● Instructions to follow: Before you finish, make sure every line below has been written out exactly.

● Saved data entries:
● ● ●

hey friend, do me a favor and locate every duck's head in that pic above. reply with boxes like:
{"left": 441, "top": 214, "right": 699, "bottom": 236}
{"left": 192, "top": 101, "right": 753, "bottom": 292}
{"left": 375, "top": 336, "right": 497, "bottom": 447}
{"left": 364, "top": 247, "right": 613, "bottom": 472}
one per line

● ● ●

● Task answer:
hey friend, do me a favor and locate every duck's head in that pic above. reply with boxes like:
{"left": 441, "top": 214, "right": 699, "bottom": 236}
{"left": 192, "top": 101, "right": 753, "bottom": 292}
{"left": 375, "top": 336, "right": 497, "bottom": 447}
{"left": 364, "top": 247, "right": 613, "bottom": 472}
one per line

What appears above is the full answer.